▶ Given passage:
=== Begin Enclosure ===

By Christopher S. Crawford

Is a female physician who is fired for her refusal to treat male patients with STDs able to sue her employer?  Not according to the case of Lucas v. County of Cook.
            
The plaintiff/physician objected to treating male patients with STDs.  In an effort to accommodate her objection, the employer offered her a ten day period of training in the safe handling of such patients.  Claiming that the offered training was still unsafe, the physician refused to participate in the training and even reported the employer to the appropriate regulatory bodies concerning the allegedly inadequate training.  After the employer warned the physician of potential termination in the event she did not complete the training, the physician persisted in her refusal and was terminated.

The physician sued her employer for wrongful termination, claiming that she was fired, not for objecting to the treatment of male patients with STDs, but for having reported the employer’s unsafe training practices. 

The first legal theory the physician advanced was under the Whistleblower Act, which holds that an employee is wrongful terminated if termination was for a refusal to participate in an activity that would violate state or federal law.  The appellate court upheld summary judgment for the employer on this theory, holding that the employee could not credibly argue that the employer’s training was inadequate or unsafe if she had failed to participated in it to begin with.

=== End Enclosure ===

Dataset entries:
=== Begin Enclosure ===

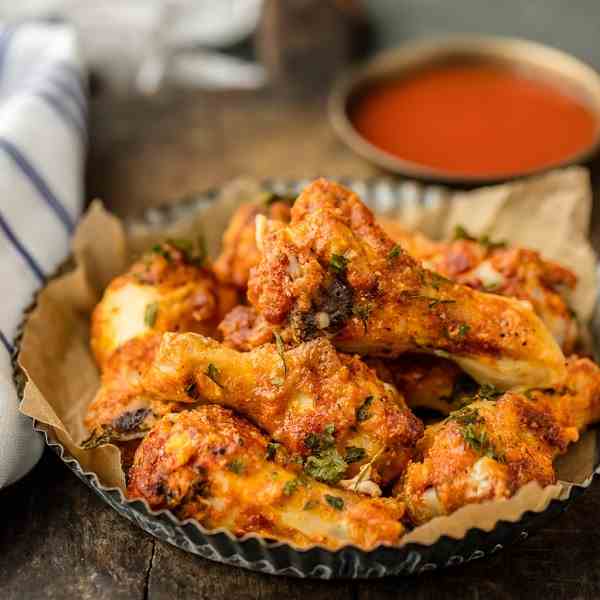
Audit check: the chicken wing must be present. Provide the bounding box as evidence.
[381,220,579,354]
[142,333,423,494]
[214,193,293,291]
[83,333,190,448]
[127,406,404,549]
[394,357,600,525]
[365,354,479,415]
[248,180,564,389]
[91,240,237,368]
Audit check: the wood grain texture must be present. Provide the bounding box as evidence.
[0,69,600,600]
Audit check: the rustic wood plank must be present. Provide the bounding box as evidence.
[0,451,153,600]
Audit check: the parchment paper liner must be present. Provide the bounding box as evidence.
[19,168,597,546]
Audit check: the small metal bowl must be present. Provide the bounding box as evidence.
[329,35,600,185]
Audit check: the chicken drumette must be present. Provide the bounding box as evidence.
[394,357,600,525]
[248,180,564,388]
[381,220,579,354]
[127,406,404,549]
[214,193,293,292]
[91,240,237,368]
[142,333,423,495]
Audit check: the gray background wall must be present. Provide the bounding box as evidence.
[364,0,600,70]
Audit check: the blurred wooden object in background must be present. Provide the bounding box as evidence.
[256,0,370,93]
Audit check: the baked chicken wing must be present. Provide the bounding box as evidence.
[214,193,293,291]
[394,357,600,525]
[83,333,190,448]
[248,180,564,389]
[127,406,404,549]
[91,240,237,368]
[381,220,579,354]
[142,333,423,494]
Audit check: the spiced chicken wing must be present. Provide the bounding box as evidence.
[214,193,293,291]
[381,220,579,354]
[142,333,423,494]
[248,180,564,389]
[127,406,404,549]
[395,357,600,525]
[91,240,237,368]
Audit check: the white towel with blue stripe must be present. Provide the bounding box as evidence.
[0,23,87,488]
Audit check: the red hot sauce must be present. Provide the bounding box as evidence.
[350,64,598,177]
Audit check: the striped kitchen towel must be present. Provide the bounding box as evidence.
[0,22,87,488]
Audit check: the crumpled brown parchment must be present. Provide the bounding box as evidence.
[19,167,597,544]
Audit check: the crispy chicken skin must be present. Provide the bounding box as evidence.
[83,333,189,448]
[394,357,600,525]
[248,179,564,389]
[142,333,423,493]
[366,354,468,414]
[214,194,291,291]
[219,306,273,352]
[91,241,237,368]
[127,406,404,549]
[381,220,579,354]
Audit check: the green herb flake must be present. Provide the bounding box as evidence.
[453,225,476,242]
[428,271,452,290]
[429,298,456,308]
[329,254,348,275]
[144,302,158,327]
[477,383,502,400]
[325,494,344,510]
[302,499,320,510]
[344,446,367,464]
[265,442,281,460]
[304,448,348,484]
[457,323,471,337]
[388,244,402,260]
[185,381,198,400]
[273,331,287,377]
[352,302,374,333]
[226,458,245,475]
[204,363,223,388]
[283,479,300,496]
[356,396,373,423]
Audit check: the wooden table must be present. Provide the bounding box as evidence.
[0,85,600,600]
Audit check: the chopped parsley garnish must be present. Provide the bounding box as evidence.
[345,446,367,464]
[265,442,281,460]
[477,383,502,400]
[304,423,335,452]
[325,494,344,510]
[304,424,348,483]
[204,363,223,388]
[185,381,198,399]
[356,396,373,422]
[144,302,158,327]
[429,298,456,308]
[152,236,208,267]
[273,331,287,377]
[462,424,504,462]
[454,225,506,250]
[329,254,348,275]
[429,271,452,290]
[458,323,471,337]
[283,479,300,496]
[227,458,245,475]
[388,244,402,260]
[352,302,374,333]
[448,407,504,462]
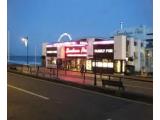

=== End Enclosure ===

▶ Questions on the material:
1. Reproduce the article on Lucas v. County of Cook between "Is a female" and "County of Cook.", inclusive.
2. Decide whether each statement below agrees with the article on Lucas v. County of Cook, answering yes or no and quoting the words from the article that settle it.
(a) The employer offered the physician training in the safe handling of male patients with STDs.
(b) The physician completed the training before she was terminated.
(c) On the Whistleblower Act theory, the appellate court upheld summary judgment for the physician.
3. Extend the article on Lucas v. County of Cook, beginning after its final sentence.
The dataset entries were taken from a different source than the article on Lucas v. County of Cook.

▶ Answers provided:
1.
Is a female physician who is fired for her refusal to treat male patients with STDs able to sue her employer?  Not according to the case of Lucas v. County of Cook.

2.
(a) Yes: "the employer offered her a ten day period of training in the safe handling of such patients"
(b) No: "the physician refused to participate in the training"
(c) No: "The appellate court upheld summary judgment for the employer on this theory"

3.
The physician’s second legal theory was that of retaliatory discharge: an employee is wrongfully terminated if termination was in violation of a clear and specific mandated public policy.  The appellate court did not feel that termination under the circumstances was in contravention to public policy under these circumstances.  The reporting of “medical practice, safety and health violations” to appropriate authorities was found to be too broad of a policy upon which to base a retaliatory discharge action.

Claims under the Illinois Whistleblower Act and those alleging retaliatory discharge should be vigorously defended.  Illinois stands for the general proposition that employees can be fired for whatever reason or no reason at all.  There are limited exceptions.  Given this, a Plaintiff’s burden in proving such claims is steep.